── DATA FOR REVIEW ──

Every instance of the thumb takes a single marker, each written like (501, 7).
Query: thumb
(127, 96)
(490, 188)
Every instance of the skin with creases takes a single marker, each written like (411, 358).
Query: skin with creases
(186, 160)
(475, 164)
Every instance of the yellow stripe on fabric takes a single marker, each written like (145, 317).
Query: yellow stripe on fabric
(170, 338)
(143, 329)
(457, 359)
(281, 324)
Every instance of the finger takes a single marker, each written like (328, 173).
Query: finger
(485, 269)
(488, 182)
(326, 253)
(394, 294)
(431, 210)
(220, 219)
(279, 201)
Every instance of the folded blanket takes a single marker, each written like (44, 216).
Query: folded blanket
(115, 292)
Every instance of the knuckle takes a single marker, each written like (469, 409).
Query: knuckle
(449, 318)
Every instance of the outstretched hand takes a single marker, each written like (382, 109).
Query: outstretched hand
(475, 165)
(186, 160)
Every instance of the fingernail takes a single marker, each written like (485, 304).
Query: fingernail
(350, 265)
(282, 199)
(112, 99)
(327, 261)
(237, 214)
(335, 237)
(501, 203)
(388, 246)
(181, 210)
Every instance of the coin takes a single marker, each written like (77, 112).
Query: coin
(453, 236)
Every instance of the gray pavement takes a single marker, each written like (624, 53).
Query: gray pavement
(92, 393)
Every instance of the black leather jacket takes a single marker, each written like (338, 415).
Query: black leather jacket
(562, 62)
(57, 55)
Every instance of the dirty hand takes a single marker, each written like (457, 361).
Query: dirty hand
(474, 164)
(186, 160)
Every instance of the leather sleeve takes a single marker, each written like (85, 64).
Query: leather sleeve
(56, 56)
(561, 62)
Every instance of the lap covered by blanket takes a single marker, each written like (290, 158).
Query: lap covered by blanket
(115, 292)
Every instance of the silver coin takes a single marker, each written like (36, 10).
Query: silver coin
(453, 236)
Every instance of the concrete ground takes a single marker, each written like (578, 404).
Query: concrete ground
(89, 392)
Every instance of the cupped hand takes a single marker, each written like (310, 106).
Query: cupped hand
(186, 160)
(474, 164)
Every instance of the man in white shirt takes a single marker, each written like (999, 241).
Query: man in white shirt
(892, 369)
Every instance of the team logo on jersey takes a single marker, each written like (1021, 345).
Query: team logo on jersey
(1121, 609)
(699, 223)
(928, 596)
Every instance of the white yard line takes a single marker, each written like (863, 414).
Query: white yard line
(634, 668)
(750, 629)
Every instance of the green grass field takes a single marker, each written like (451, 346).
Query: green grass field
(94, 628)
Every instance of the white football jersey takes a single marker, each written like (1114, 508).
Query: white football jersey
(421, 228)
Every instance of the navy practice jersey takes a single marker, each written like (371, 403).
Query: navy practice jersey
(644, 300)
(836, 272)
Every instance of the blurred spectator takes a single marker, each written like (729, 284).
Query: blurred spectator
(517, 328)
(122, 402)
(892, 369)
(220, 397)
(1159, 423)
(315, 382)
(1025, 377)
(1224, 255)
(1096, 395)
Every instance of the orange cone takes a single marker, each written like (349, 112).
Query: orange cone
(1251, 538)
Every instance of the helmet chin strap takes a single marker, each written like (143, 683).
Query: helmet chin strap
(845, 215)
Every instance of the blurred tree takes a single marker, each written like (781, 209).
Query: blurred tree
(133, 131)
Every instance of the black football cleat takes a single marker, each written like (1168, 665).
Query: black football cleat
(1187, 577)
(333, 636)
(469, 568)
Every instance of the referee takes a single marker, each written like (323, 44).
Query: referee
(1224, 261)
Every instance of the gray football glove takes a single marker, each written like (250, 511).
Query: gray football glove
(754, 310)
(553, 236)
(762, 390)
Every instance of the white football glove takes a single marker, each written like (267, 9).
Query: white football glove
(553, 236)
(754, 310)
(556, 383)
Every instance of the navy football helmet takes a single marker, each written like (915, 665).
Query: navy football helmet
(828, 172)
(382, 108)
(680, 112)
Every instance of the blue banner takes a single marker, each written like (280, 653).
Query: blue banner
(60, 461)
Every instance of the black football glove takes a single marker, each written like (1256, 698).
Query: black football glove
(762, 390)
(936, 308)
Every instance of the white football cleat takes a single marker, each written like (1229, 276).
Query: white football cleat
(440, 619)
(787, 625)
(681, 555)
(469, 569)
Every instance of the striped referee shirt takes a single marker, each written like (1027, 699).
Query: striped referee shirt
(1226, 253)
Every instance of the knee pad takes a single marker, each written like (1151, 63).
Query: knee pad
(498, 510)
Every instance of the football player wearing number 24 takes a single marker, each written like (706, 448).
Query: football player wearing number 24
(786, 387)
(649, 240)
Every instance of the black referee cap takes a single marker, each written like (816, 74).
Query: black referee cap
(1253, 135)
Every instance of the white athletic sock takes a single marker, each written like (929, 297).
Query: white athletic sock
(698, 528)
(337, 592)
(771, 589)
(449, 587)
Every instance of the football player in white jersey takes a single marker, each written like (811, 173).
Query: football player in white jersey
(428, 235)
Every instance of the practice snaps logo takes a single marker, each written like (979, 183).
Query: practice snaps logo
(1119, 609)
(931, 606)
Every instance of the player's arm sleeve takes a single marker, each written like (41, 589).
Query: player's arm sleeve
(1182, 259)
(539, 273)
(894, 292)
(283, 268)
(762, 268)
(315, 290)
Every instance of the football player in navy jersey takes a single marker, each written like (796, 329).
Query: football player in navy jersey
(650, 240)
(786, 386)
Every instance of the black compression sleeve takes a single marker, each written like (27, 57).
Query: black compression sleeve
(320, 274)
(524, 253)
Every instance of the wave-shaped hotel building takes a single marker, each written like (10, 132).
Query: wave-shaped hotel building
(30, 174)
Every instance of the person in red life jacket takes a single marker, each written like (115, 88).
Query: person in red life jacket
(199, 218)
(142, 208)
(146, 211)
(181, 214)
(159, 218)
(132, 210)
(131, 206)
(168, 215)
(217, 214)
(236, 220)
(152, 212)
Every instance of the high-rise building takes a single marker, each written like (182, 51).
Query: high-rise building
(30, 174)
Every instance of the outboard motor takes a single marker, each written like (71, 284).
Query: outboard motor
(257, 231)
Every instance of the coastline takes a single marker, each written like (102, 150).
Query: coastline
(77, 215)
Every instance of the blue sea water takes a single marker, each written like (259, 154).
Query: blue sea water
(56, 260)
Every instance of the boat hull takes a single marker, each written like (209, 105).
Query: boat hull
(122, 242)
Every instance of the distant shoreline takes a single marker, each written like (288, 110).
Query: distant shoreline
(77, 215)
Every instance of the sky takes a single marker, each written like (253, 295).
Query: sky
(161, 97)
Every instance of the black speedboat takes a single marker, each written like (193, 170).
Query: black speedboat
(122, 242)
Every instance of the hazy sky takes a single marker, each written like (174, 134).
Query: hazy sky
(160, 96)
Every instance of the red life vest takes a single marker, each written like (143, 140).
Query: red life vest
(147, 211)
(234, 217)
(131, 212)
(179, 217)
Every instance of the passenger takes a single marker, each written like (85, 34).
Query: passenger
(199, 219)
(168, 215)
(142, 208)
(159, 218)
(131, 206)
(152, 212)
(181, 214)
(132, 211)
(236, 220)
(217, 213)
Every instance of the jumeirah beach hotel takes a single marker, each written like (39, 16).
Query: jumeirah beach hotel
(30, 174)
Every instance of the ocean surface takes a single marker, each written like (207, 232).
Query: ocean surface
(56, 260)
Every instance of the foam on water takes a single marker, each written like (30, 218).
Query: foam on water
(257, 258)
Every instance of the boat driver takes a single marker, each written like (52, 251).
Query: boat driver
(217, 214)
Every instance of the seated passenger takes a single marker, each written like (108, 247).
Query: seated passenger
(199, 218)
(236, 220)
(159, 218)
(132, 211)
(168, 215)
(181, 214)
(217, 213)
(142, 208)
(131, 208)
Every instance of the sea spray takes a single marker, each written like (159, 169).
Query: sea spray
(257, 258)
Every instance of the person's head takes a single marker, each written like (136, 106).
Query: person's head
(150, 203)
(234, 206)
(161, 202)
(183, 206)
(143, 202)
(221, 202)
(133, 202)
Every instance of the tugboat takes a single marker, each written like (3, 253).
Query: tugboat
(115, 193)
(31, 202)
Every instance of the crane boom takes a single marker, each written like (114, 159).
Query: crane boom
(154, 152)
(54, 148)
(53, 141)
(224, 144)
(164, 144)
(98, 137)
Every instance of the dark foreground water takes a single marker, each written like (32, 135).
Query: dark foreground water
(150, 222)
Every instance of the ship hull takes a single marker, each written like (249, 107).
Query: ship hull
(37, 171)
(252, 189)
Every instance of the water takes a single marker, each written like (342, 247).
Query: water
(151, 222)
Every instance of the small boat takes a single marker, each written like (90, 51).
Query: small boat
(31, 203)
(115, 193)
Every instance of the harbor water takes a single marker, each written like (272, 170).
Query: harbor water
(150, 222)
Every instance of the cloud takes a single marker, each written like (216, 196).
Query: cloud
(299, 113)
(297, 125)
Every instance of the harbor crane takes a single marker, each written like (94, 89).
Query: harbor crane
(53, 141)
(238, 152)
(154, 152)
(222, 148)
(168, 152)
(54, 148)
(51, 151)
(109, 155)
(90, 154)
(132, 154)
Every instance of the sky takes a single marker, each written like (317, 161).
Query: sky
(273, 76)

───

• **TASK DESCRIPTION**: Could you return exactly the stretch of the data above that starts at the line with "Query: blue sea water" and ends at the line with "Every instance of the passenger", both lines included?

• **EXERCISE OUTPUT**:
Query: blue sea water
(56, 260)
Every instance of the boat hull takes a single marker, each written like (209, 105).
Query: boat hull
(122, 242)
Every instance of the distant shoreline takes a single marker, each written like (288, 110).
Query: distant shoreline
(77, 215)
Every instance of the sky takes a single marker, each written like (253, 295).
Query: sky
(161, 97)
Every instance of the black speedboat takes a single marker, each written like (193, 170).
Query: black speedboat
(122, 242)
Every instance of the hazy sky takes a single marker, each written like (174, 134).
Query: hazy sky
(160, 96)
Every instance of the red life vest takes a single marker, each written like (143, 140).
Query: red life vest
(147, 211)
(234, 217)
(131, 212)
(179, 217)
Every instance of the passenger takes a single marker, each written like (85, 34).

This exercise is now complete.